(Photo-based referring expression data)
>>>

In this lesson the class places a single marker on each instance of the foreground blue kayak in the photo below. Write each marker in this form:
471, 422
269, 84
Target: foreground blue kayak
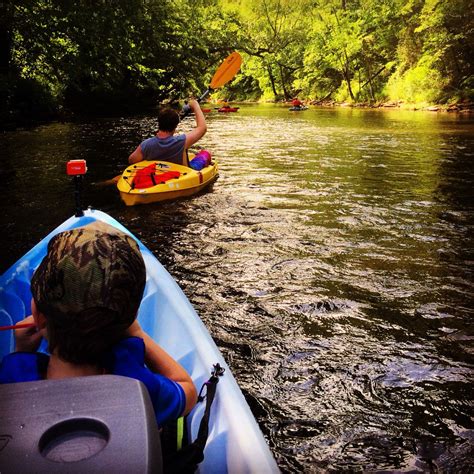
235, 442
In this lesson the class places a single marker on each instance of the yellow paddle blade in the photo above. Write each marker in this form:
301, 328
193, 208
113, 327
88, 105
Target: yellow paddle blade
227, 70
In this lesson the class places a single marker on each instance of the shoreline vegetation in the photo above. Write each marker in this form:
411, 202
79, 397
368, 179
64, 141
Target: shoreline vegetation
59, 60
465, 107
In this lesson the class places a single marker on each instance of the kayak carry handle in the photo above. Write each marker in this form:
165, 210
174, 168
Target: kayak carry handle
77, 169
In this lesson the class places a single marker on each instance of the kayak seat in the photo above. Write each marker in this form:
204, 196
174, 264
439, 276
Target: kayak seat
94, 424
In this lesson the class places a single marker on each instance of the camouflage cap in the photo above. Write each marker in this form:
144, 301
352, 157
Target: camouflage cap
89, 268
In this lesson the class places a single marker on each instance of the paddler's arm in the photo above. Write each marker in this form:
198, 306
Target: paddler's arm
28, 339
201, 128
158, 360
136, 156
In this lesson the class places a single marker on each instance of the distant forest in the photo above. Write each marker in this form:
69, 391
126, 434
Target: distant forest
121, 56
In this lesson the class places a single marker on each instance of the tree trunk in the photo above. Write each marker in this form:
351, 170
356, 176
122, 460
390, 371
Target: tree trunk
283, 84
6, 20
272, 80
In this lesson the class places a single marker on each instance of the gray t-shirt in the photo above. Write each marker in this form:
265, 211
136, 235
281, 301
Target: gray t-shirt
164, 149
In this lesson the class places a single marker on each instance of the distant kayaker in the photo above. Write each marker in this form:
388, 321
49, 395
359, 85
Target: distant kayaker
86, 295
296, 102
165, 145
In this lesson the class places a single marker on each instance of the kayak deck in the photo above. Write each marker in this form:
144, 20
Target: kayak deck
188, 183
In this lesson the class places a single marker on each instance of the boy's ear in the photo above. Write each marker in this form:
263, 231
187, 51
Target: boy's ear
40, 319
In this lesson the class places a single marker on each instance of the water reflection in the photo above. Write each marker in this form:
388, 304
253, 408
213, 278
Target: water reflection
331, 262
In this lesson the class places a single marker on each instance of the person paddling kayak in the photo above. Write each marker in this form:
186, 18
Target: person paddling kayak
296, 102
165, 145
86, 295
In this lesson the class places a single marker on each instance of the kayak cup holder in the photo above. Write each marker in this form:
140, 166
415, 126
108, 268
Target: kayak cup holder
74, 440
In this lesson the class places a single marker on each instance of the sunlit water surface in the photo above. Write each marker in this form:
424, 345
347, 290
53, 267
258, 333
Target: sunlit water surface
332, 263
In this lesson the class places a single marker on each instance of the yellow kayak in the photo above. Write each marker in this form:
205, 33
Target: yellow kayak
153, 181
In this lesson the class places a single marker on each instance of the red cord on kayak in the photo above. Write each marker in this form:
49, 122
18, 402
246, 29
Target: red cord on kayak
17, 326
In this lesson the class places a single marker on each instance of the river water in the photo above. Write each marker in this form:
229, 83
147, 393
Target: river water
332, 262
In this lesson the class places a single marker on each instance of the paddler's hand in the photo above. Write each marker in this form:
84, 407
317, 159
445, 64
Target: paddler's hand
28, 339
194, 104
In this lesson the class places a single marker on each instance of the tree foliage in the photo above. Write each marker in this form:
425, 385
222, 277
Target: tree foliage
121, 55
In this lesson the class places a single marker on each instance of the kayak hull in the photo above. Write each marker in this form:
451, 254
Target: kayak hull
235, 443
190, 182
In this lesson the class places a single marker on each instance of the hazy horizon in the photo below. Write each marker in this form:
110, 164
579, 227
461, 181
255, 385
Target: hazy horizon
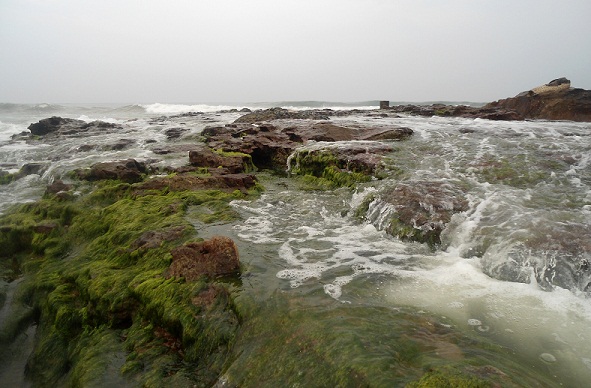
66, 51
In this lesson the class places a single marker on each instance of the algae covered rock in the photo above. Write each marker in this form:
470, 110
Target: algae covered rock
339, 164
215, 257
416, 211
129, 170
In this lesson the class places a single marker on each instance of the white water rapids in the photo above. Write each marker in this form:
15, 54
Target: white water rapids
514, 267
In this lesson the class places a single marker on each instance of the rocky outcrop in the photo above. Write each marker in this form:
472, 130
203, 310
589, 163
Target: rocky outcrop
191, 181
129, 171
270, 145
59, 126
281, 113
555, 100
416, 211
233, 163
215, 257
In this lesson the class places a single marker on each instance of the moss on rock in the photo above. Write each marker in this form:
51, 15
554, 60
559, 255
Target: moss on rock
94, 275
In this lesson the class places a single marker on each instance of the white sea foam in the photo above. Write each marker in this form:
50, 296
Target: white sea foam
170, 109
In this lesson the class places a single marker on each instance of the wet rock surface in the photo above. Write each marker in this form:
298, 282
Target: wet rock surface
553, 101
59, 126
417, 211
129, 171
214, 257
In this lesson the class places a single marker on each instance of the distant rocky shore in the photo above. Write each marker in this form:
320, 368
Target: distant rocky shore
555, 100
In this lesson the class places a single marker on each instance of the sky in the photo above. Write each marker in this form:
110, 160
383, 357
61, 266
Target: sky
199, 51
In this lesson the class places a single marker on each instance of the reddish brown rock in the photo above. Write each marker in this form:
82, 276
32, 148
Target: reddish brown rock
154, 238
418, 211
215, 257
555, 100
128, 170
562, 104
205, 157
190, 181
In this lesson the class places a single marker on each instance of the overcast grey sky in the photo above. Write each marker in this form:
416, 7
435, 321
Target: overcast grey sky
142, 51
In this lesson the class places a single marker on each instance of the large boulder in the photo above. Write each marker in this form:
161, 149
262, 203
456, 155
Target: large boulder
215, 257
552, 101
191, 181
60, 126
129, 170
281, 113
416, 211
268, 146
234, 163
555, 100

<<<

- _What needs to be done_
Working through the records, find each line containing the word "below" and copy it.

- _Answer to the exercise_
In this lesson the class places a single marker on each instance of the foreground blue kayak in the photo below. Write each marker in this form:
In this lesson the class places a single marker on each instance of the hazy horizon in the photo below. Write each marker in this form:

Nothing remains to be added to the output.